SOURCE DOCUMENT
------------------------------------

The economy added 199,000 jobs in November, above the anticipated 180,000, with the unemployment rate falling to 3.7%. While the economy added more jobs than expected in November, it is the second month in a row that new jobs were well below the average of 240,000 jobs per month for the past year, suggesting that the labour market is slowing.

In November consumer sentiment fell to 60.4, missing estimates for 64 and largely driven by high interest rates and persistent inflation fears. Retail sales in October fell 0.1% over the month, ahead of expectations for a 0.3% drop but a slowdown from September’s upwardly revised 0.9% rise. The annual rate increased 3.75%.

The S&P Global Composite PMI was steady at 50.7 in November as services activity showed a small uptick in the rate of growth. The trade deficit for October came in at US$64.31 billion, above the forecast US$64.2 billion.

Euro area

There was no meeting of the ECB in November, so interest rates remained at 4.5%. Annual inflation fell to 2.4% in November, well below the expected 2.7%.

PPI rose 0.2% in October, with the annual rate dropping by 9.4% as energy costs continued to fall, but at a slower rate than in previous months. Unemployment was unchanged at 6.5% in October, matching market expectations.

Consumer confidence rose to -16.9 in November reflecting improved assessments of the general economic situation and lower than expected inflation. Retail sales grew 0.1% in October, falling short of market expectations of a 0.2% rise as consumer demand remained subdued due to persistent high inflation and elevated borrowing costs. The Composite PMI rose to 47.1 in November but still represents a deterioration in economic conditions with input costs rising sharply and employment declined for the first time in three years.

------------------------------------

PROMPT A
From the part of the economic report that comes before the "Euro area" heading, list every figure given as an expected or forecast value, and name the measure each one refers to.
PROMPT B
Write the next part of the economic report, starting after its final sentence.

------------------------------------

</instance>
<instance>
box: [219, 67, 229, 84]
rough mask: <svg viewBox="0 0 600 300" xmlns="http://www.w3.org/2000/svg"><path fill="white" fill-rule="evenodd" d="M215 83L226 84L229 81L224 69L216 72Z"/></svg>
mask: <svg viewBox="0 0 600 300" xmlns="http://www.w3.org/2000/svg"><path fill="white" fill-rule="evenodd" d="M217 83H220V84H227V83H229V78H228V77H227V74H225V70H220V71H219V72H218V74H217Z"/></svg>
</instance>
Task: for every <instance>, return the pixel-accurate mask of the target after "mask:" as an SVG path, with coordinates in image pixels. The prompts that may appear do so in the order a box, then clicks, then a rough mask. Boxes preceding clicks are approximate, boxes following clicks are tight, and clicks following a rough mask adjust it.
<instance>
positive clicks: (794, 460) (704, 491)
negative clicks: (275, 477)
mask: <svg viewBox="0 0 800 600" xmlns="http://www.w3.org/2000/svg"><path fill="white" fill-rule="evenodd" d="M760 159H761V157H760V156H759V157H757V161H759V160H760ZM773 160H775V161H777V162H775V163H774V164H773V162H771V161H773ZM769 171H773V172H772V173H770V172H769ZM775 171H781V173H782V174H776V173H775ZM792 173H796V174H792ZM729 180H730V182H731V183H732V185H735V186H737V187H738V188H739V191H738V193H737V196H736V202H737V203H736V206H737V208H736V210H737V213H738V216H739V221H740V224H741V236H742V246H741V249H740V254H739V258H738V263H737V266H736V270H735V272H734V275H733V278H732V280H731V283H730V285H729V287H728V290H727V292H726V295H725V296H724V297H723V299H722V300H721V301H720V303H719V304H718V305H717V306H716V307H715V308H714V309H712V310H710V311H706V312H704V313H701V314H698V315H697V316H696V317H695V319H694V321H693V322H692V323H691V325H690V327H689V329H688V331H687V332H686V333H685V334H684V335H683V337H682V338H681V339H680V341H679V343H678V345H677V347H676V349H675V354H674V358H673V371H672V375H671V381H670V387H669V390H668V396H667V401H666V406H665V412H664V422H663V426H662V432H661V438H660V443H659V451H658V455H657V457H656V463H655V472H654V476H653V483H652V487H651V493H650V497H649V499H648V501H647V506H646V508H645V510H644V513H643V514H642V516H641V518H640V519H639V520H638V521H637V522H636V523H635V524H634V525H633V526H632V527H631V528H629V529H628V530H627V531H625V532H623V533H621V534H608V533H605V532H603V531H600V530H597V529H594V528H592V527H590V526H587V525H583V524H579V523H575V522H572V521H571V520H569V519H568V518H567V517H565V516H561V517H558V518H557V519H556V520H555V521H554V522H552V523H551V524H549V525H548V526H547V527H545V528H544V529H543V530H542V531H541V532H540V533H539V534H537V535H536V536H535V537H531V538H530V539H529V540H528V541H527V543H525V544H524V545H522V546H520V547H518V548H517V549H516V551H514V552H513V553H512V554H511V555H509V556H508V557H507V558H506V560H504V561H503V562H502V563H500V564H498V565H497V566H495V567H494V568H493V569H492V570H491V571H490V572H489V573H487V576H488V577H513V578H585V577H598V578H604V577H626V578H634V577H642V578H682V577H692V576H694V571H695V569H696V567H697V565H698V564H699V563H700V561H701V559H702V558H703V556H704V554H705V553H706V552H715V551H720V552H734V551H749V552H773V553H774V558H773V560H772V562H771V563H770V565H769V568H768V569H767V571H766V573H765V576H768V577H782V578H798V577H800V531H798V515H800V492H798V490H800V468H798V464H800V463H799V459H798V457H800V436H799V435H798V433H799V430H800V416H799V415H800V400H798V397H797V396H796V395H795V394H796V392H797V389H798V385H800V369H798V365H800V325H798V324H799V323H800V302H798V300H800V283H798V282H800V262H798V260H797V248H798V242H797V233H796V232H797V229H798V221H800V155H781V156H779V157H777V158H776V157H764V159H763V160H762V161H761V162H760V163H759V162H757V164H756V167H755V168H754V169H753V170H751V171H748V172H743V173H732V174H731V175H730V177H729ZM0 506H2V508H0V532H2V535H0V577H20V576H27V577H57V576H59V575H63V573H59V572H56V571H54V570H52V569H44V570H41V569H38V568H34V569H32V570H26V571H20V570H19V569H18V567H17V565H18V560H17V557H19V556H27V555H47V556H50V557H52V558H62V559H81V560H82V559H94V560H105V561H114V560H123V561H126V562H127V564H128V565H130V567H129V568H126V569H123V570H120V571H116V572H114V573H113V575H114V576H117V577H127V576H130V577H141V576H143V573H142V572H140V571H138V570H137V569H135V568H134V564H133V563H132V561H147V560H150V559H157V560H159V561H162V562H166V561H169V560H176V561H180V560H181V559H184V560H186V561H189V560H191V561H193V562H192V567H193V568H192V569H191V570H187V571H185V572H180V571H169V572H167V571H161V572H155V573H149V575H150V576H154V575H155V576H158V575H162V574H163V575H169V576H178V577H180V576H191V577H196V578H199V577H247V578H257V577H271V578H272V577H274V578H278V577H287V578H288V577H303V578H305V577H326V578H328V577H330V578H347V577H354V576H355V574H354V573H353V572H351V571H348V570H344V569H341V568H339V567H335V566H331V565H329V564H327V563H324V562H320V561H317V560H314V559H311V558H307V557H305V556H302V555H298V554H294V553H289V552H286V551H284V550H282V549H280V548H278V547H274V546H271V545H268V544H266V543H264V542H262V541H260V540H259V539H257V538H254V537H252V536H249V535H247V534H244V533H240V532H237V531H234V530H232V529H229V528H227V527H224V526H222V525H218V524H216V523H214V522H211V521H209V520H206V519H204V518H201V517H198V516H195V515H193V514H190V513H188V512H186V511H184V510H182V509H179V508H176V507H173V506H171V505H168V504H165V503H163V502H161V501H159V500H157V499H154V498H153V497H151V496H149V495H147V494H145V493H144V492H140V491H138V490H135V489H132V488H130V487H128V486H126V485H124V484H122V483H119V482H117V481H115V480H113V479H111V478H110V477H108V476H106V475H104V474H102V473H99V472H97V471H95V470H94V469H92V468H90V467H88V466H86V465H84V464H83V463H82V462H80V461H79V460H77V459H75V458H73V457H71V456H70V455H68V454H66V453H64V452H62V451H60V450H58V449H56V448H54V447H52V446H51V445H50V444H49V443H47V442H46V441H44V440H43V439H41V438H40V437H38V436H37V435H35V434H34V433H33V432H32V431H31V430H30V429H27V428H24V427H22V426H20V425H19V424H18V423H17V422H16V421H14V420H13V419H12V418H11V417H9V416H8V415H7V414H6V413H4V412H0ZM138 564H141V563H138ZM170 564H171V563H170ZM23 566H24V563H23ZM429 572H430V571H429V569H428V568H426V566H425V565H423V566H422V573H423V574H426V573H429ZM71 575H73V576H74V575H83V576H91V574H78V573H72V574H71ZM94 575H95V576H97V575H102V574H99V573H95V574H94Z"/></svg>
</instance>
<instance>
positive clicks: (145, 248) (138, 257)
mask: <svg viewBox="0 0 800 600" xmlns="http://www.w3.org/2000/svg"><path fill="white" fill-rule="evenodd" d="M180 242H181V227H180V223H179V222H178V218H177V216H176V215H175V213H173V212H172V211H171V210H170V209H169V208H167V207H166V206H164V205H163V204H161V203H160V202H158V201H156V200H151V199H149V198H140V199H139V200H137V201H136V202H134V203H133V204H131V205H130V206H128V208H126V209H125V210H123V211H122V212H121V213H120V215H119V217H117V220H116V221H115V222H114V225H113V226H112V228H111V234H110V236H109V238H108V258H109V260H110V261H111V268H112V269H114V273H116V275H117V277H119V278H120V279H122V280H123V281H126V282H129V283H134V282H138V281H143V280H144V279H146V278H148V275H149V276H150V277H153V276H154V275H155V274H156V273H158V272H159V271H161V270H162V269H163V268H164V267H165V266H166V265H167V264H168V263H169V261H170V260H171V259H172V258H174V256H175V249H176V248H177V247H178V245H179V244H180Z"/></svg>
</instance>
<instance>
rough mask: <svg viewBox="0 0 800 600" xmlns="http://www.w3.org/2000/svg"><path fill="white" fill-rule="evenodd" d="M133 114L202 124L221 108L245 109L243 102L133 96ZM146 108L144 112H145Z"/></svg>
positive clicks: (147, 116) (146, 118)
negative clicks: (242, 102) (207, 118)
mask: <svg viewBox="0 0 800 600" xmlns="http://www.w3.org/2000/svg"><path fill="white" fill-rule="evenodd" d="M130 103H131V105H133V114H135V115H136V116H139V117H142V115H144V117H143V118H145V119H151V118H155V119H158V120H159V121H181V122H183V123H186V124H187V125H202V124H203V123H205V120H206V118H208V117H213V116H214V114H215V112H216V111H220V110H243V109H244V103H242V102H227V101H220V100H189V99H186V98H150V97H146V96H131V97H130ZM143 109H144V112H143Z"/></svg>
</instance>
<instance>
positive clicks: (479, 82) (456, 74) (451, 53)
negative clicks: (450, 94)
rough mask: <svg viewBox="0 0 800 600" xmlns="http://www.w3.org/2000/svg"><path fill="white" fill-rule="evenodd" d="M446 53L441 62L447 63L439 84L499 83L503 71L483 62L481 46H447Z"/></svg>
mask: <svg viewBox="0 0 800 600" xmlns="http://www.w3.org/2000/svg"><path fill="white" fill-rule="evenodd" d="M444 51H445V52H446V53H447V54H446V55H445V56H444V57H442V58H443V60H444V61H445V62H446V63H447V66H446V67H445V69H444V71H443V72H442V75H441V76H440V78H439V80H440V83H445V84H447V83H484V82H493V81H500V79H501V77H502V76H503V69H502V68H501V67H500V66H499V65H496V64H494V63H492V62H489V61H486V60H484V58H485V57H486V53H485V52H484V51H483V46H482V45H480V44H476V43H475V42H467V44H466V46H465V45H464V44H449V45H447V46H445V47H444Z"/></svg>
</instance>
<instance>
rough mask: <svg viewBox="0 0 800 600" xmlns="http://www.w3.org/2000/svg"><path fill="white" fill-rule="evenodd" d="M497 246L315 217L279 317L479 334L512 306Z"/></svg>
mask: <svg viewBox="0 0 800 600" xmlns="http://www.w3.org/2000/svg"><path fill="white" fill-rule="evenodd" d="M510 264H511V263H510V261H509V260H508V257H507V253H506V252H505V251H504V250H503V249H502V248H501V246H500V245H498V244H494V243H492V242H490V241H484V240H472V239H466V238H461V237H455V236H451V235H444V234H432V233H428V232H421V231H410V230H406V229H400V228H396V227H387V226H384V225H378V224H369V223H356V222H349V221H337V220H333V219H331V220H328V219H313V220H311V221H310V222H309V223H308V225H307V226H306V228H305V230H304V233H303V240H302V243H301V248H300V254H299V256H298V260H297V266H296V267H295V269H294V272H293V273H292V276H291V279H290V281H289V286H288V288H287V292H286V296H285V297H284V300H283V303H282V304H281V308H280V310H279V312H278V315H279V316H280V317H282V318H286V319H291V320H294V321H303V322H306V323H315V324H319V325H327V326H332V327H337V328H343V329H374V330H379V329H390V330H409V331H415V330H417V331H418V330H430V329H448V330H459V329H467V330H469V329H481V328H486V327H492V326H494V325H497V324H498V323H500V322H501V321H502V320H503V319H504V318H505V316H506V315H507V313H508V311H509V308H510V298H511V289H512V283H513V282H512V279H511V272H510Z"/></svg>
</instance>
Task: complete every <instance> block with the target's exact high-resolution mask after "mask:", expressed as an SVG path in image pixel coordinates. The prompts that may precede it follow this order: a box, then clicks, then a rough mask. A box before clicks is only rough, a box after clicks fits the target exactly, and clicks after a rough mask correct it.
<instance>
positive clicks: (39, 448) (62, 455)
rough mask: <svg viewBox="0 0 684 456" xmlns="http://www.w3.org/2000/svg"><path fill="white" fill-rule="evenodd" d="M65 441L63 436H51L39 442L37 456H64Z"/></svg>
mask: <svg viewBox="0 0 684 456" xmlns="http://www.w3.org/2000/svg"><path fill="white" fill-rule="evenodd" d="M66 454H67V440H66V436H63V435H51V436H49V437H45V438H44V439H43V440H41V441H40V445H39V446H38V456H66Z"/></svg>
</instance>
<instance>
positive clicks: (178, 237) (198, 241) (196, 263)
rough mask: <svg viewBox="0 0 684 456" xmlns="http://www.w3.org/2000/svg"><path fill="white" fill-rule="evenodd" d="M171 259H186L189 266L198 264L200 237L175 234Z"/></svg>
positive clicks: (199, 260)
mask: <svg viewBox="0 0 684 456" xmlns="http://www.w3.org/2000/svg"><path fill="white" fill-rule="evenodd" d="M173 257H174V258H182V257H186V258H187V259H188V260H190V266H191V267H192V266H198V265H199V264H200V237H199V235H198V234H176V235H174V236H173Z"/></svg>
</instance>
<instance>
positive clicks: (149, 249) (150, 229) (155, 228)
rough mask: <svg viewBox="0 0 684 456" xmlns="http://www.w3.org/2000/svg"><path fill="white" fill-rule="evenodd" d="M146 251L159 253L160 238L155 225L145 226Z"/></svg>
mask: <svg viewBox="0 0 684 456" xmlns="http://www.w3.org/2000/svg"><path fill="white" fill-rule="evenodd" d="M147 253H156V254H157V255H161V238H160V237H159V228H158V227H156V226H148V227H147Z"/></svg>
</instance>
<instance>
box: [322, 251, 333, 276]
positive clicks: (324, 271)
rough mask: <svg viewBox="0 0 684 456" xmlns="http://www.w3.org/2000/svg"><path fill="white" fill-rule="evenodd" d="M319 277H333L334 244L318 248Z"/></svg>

------------------------------------

ANSWER SECTION A
- 180,000: jobs added in November
- 64: consumer sentiment in November
- a 0.3% drop: retail sales in October
- US$64.2 billion: trade deficit for October

ANSWER SECTION B
Inflation for October came in at 4.6%, down from 6.7% in both September and ahead of expectations of 4.8%. This fall is due in part to the reduction in energy prices following a decision by the UK energy market authority to lower the cap on household bills.

PPI fell to 0.1% in October in line with expectations, with the annual rate falling 0.6%, below the estimated 1% fall.

Consumer confidence rose to -24 in October, ahead of the anticipated -28 even as ongoing cost of living concerns continued to impact. Retail sales dropped 0.3% in October, well below the expected 0.3% rise as consumers are spending their money more cautiously. Annual sales fell 2.7%, more than the expected -1.5%.


Further disappointing economic data was released from China, with deflation of -0.2% in the headline CPI for the year to October. PPI was down 2.6%, having now declined for 13 consecutive months. Chinese exports contracted 6.4%, much worse than expected, and the country recorded its first ever quarterly deficit in Foreign Direct Investment as offshore companies withdrew capital.

Composite PMI rose to 51.6 in November, the steepest pace of growth since August as both services and manufacturing activity increased. Retail sales increase 0.1% in October with annual sales increasing 7.6%, above the expected 7.0%

The unemployment rate remained at 5.0% in October.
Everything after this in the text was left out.